◆ Work required ◆
Write out the passage of the author profile below, from "Umut is a professor" up to and including "in Europe (2018-2022).", word for word.

◆ Text block ◆
+++

LGBTQ+ pride led photo

The politics of othering and the other’s politics in Turkey

Umut Korkut

Umut Korkut

Umut is a professor of International Politics and member of the WISE Centre at Glasgow School for Business and Society at Glasgow Caledonian University. He serves the IPSA International Political Science Association as its Vice-President. He is an expert in Turkish and Hungarian politics, and has a forthcoming edited book with Amsterdam University Press entitled The End of Cosmopolitan Europe? Euroscepticism, Crisis, and Borders. Prof Korkut currently leads the EC Horizon 2020 funded research projects DRad: De-radicalisation in Europe and beyond: Detect, Resolve, Reintegrate project (2020-2023) and Demos: Democratic Efficacy and Varieties of Populism in Europe (2018-2022).

+++

◆ Supplied records ◆
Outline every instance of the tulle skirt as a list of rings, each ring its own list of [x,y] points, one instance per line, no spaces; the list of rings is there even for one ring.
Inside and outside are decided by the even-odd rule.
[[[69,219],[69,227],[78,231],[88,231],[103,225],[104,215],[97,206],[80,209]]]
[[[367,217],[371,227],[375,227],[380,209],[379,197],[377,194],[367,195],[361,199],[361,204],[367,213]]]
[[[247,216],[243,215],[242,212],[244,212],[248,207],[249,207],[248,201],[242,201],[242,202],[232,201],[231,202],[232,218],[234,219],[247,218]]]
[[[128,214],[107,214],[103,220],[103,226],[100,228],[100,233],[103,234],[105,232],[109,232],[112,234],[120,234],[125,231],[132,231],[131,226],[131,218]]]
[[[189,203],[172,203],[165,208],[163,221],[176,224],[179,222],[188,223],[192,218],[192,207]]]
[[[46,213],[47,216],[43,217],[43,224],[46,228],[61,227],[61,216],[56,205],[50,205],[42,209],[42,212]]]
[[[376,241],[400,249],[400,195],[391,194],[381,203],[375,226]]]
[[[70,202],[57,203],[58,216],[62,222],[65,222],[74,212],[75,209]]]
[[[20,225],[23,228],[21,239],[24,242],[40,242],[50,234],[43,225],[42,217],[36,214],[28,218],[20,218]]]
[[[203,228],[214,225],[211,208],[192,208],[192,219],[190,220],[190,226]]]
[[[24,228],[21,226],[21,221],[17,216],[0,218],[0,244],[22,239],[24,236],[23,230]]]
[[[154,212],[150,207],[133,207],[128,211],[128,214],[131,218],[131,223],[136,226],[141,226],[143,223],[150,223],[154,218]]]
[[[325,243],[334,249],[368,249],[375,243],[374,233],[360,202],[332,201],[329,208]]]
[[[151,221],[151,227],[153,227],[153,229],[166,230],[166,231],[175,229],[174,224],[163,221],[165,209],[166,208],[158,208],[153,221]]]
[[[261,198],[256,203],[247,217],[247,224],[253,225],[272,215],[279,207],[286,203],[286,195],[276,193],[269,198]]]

+++

◆ Expected answer ◆
Umut is a professor of International Politics and member of the WISE Centre at Glasgow School for Business and Society at Glasgow Caledonian University. He serves the IPSA International Political Science Association as its Vice-President. He is an expert in Turkish and Hungarian politics, and has a forthcoming edited book with Amsterdam University Press entitled The End of Cosmopolitan Europe? Euroscepticism, Crisis, and Borders. Prof Korkut currently leads the EC Horizon 2020 funded research projects DRad: De-radicalisation in Europe and beyond: Detect, Resolve, Reintegrate project (2020-2023) and Demos: Democratic Efficacy and Varieties of Populism in Europe (2018-2022).